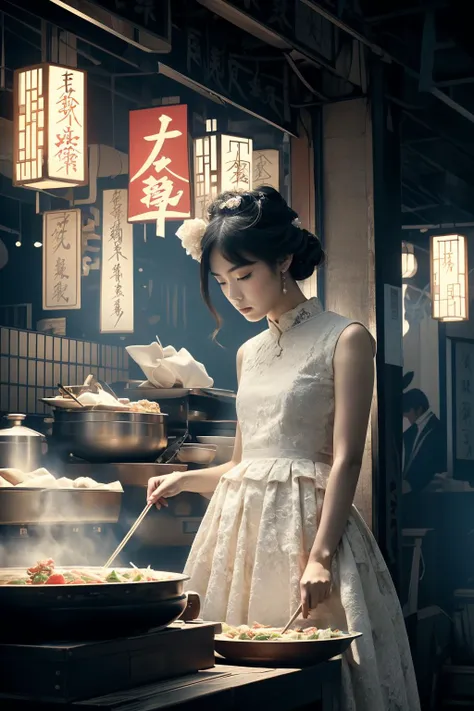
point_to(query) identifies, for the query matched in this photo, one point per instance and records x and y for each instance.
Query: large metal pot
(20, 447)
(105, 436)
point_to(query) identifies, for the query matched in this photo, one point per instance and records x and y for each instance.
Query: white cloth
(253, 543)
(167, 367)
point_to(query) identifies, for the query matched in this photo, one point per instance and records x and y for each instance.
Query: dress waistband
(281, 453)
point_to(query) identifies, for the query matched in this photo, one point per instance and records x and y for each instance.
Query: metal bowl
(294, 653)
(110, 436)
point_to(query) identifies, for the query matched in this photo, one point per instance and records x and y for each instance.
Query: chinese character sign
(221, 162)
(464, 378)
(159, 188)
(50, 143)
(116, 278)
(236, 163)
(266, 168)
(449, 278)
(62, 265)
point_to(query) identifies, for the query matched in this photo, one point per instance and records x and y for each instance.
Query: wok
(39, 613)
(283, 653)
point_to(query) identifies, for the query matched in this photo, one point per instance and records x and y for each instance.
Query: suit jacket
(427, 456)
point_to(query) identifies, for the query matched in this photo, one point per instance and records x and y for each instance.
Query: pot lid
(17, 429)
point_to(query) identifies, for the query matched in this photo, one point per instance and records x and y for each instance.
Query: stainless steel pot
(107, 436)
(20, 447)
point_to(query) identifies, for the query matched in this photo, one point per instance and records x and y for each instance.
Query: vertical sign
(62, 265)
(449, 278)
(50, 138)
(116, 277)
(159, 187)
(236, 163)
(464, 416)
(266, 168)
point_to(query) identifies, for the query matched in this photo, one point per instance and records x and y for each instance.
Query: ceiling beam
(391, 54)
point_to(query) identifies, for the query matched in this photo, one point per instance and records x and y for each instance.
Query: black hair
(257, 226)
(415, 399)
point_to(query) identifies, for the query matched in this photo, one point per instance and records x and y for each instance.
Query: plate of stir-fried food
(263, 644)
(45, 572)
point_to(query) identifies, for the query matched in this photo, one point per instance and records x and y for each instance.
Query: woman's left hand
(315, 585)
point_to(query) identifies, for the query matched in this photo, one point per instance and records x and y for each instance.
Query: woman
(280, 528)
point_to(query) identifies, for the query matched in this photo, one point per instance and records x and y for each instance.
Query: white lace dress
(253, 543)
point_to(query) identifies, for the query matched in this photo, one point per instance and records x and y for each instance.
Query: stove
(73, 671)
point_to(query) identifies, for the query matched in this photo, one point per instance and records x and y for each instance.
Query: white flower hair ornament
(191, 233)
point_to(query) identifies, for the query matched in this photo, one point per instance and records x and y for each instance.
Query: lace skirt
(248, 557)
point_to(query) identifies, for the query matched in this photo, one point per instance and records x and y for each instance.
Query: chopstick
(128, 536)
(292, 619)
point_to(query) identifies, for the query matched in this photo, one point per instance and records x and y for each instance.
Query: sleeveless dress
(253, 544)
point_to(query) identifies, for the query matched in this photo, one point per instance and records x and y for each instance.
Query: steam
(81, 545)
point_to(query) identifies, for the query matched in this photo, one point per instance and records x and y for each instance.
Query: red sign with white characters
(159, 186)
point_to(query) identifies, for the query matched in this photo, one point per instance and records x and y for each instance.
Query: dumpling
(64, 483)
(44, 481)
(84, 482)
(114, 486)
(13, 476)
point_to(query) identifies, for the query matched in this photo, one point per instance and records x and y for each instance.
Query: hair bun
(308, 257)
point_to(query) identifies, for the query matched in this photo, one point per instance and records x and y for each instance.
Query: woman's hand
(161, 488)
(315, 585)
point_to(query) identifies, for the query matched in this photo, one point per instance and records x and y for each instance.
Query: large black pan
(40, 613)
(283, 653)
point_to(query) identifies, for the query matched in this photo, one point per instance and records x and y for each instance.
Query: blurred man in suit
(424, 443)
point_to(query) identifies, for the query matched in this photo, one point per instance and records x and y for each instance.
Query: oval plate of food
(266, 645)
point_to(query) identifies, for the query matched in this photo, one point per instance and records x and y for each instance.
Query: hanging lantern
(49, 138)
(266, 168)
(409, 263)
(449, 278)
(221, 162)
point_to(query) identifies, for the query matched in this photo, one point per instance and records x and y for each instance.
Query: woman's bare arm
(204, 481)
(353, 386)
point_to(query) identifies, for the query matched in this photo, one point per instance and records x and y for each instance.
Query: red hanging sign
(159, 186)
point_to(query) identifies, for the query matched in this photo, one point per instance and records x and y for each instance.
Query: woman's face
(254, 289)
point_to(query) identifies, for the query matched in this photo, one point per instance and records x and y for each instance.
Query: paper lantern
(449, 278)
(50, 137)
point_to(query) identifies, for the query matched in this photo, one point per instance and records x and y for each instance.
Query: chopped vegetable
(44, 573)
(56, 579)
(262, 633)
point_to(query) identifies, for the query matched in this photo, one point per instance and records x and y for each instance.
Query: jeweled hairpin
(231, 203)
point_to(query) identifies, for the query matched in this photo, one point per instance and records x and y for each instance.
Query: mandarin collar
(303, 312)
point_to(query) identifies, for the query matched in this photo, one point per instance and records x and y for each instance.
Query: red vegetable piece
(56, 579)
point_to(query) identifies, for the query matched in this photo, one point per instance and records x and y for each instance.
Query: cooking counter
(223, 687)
**********
*Stated task:* Write out every entry again word for word, without any of the pictures.

*Problem solution:*
point_to(query) identifies, for the query matched in this photo, one point per instance and records x and y for each instance.
Query: large metal pot
(20, 447)
(105, 436)
point_to(query) identifies, for the query matched in this photo, one point per instance and records x and y for each instance.
Query: white cloth
(253, 543)
(167, 367)
point_to(query) identifies, for the query matched in this photo, one point per instance and records x and y for each instance.
Query: dress waistband
(281, 453)
point_to(query) identifies, for the query matched in this photo, one point per instance and records x and y for each instance.
Query: metal bowl
(294, 653)
(110, 436)
point_to(query) identifies, for the query matched in this photo, one point per instance and records x and y for each instance.
Query: chinese character sign
(221, 162)
(464, 378)
(159, 188)
(50, 143)
(116, 278)
(236, 163)
(266, 168)
(449, 278)
(62, 265)
point_to(query) identifies, for the query matched in this photo, one point per instance and records x and y for each instance.
Query: wok
(39, 613)
(283, 653)
point_to(query) identifies, for the query matched in this photo, one point per instance and records x and y for each instance.
Query: suit jacket
(427, 456)
point_to(query) identifies, for the query matched in this photo, one point per instance and records x and y for each instance.
Query: pot lid
(17, 429)
point_to(query) identifies, for the query matched in this photo, one point per instance and records x and y for each instance.
Query: stainless steel pot
(107, 436)
(20, 447)
point_to(query) identifies, for the query matched in this photo, one point per instance and records x and y for each instance.
Query: vertical sign
(62, 265)
(449, 278)
(50, 138)
(116, 277)
(159, 187)
(236, 163)
(464, 416)
(266, 168)
point_to(query) identifies, for the query matched in this photo, one point per instance and records x and y for each instance.
Query: ceiling beam
(391, 54)
point_to(query) identifies, for the query matched in this photo, one point per instance and records x and y for each instance.
Query: black hair
(257, 226)
(415, 399)
point_to(query) identifies, for the query matched in this photo, one point per instance and records x and y for each instance.
Query: plate of stir-fried food
(263, 644)
(45, 572)
point_to(query) identifies, for the query matched in this photo, one point per instance and records x and y for each instance.
Query: woman's left hand
(315, 585)
point_to(query) identifies, for the query matched in this photo, one point per instance and records x and y for each instance.
Query: woman
(280, 528)
point_to(query) identifies, for the query matched in this photo, one point per instance and records x and y for each instance.
Query: white lace dress
(253, 543)
point_to(query) identifies, for the query matched in this photo, one point per instance and records x and y for each instance.
Query: stove
(73, 671)
point_to(query) identifies, for the query matched in this photo, one point per instance and records x and y for each instance.
Query: white flower hair ornament
(191, 233)
point_to(query) identifies, for the query matched in this photo, one point per instance and records x and y for each instance.
Query: lace skirt
(248, 557)
point_to(query) identifies, for the query matched in this photo, one point per instance and records x and y for each instance.
Query: chopstick
(128, 536)
(292, 619)
point_to(query) identifies, for the query matched in this photo, one point per instance and records x and y for each instance.
Query: sleeveless dress
(253, 544)
point_to(query) identifies, for the query matched in this photo, one point per instance and records x and y for each instance.
Query: steam
(81, 545)
point_to(query) identifies, for the query matched in this photo, one point per instance and records x and y for each instance.
Query: red sign with white characters
(159, 186)
point_to(query) identifies, for the query matched in this photo, one point per instance and records x and y for each instance.
Query: dumpling
(64, 483)
(44, 481)
(84, 482)
(114, 486)
(13, 476)
point_to(query) identifies, for the query matched in this photo, one point per instance and records x and y for each instance.
Query: hair bun
(308, 257)
point_to(query) identifies, for the query matched in this photo, one point per instance and records x and y for each instance.
Query: woman's hand
(161, 488)
(315, 585)
point_to(query) identifies, for the query matched in this photo, one point per instance and records x and y for each instance.
Query: large black pan
(40, 613)
(283, 653)
point_to(query) identifies, for the query matched in this photo, one point per instance and records x and y for each instance.
Query: blurred man in suit
(424, 443)
point_to(query) identifies, for the query matched in this photo, one point per instance and records x and y for each instance.
Query: oval plate of food
(266, 645)
point_to(query) identifies, for the query matched in this photo, one point per instance and records x and y for each instance.
Query: hanging lantern
(49, 138)
(266, 168)
(409, 263)
(449, 278)
(221, 162)
point_to(query) identifies, for the query matched in this photo, one point per instance and records x and y for each instance.
Query: woman's bare arm
(204, 481)
(353, 386)
point_to(query) identifies, for the query matched in this photo, one point per instance and records x and y for each instance.
Query: red hanging sign
(159, 186)
point_to(query) identifies, for the query matched in this photo, one point per instance and records x and y for each instance.
Query: woman's face
(254, 289)
point_to(query) identifies, for the query matched in this photo, one point per instance and records x and y for each instance.
Query: paper lantern
(449, 278)
(50, 137)
point_to(query) identifies, for the query matched in this photo, one point per instance and records x and y for each instance.
Query: chopped vegetable
(44, 573)
(56, 579)
(262, 633)
point_to(query) identifies, for the query matched in this photo, one point per instance and records x and y for each instance.
Query: jeweled hairpin
(231, 203)
point_to(query) identifies, for the query matched in this photo, one point per instance and records x and y for each instance.
Query: mandarin collar
(303, 312)
point_to(query) identifies, for the query matched in this photo, one point per instance and records x and y for each instance.
Query: red vegetable piece
(56, 579)
point_to(query) identifies, for the query matched in this photo, one point per instance and records x and y for each instance.
Query: cooking counter
(223, 687)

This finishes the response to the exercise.